Cruda, violenta e magica come spesso lo è l’adolescenza. In una parola Euphoria, uno spaccato della società di oggi dove un gruppo di liceali americani è alle prese con tossicodipendenza e depressione, cyberbullismo e ossessione social, sesso e violenza. Nel 2019 la serie televisiva ha sconvolto i genitori di mezzo mondo rivelando loro i tormenti dei figli della Generazione Z. E, domani su Sky e Now, in contemporanea con gli Stati Uniti, arriva la seconda, attesissima stagione (dal 17 gennaio la versione doppiata in italiano, ogni lunedì dalle 23.15 su Sky Atlantic).

Realizzata dal regista Sam Levinson, che ha attinto all’esperienza personale adattando un format israeliano, la serie ha raccolto consensi ma sollevato critiche per la crudezza delle sue immagini; ha appassionato un pubblico di giovani adulti, rivoluzionato il genere “teen drama“ e fatto vincere a Zendaya – la venticinquenne attrice protagonista – un Emmy, stabilendo il record per la più giovane attrice in una serie drammatica, diventata la più richiesta e popolare del momento grazie anche a film come Spider Man, Malcolm & Marie e Dune.

Adesso l’attrice atatunitense torna nei panni di Rue Bennett, la diciasettenne con un disturbo ossessivo-compulsivo e dipendenza dalle droghe che deve capire quali sono i veri sentimenti che la legano alla sua amica e amante Jules (Hunter Shafer), ragazza transessuale romantica e ingenua. Nei nuovi otto episodi, Rue trova una "nuova persona preferita", un ragazzo stavolta anche se tra i liceali di Euphoria la differenze di genere non sono un argomento di discussione visto che i ragazzi vivono in modo fluido la sessualità. Inoltre, Rue affronta anche le discussioni con la madre e, a sorpresa, la fuga della sorellina minore, Gia.

Tra gli altri personaggi tornano Cassie (Sydney Sweeney), reduce dall’aborto del finale di prima stagione e ora in crisi di identità, Maddy Perez (Alexa Demie) e Kat Hernandez (Barbie Ferreira). La nuova stagione inizia la notte di Capodanno: nella città di East Highland, California, i liceali si ritrovano a una festa con musica, alcol, droga: dovrebbe essere un nuovo inizio ma tutti sembrano chiusi nelle proprie solitudini.

■ ISTRUZIONI DEL COMPITO: Prosegua l'articolo sulla seconda stagione di Euphoria, riprendendo subito dopo l'ultima frase riportata. Il materiale riportato più avanti non è necessario per lo svolgimento.

■ MATERIALE FORNITO:
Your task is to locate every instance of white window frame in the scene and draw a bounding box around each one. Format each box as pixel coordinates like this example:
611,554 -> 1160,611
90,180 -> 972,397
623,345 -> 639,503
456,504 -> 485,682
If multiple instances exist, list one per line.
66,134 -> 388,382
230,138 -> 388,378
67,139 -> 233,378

■ RISPOSTA ESERCIZIO:
Il genere dei cosiddetti “teen drama“ sta assumendo una rilevanza crescente nel panorama della serialità contemporanea. Le angosce, i drammi, il sesso, le droghe e il mondo social, cioè un altro sguardo ravvicinato sull’adolescenza, si ritrovano anche in Sex Education, la serie visibile su Netflix, arrivata alla sua terza stagione. Già dal titolo, si capisce che il sesso è ben presente nella serie britannica creata da Laurie Nunn e diretta da Kate Herron e Ben Taylor. Ma la serie parla di sesso in modo privo di retorica, affrontando anche temi come l’aborto, l’omofobia, il bullismo, la disabilità e la continua battaglia degli adolescenti con i genitori (per chi li ha).

La serie parla di Otis (Asa Butterfield, il bambino dagli occhi blu di Hugo Cabret), un adolescente con le sue mille insicurezze, figlio di una psicoterapeuta specializzata in disturbi sessuali (Gillian Anderson, ovvero di Dana Scully di X-Files), che decide di diventare lo psicologo-sessuologo della sua scuola aiutando i compagni a navigare le prime, difficoltose, esperienze sessuali.

Il suo migliore amico? Un ragazzo gay di colore (Ncuti Gatwa); la ragazza che gli piace? Maeve (Emma Mickey), una ribelle con problemi familiari. Accanto a loro una schiera di liceali alle prese con la scoperta dei loro corpi e dei loro gusti, dubbi e problemi sessuali, tutte situazioni che la serie affronta con una delicata leggerezza.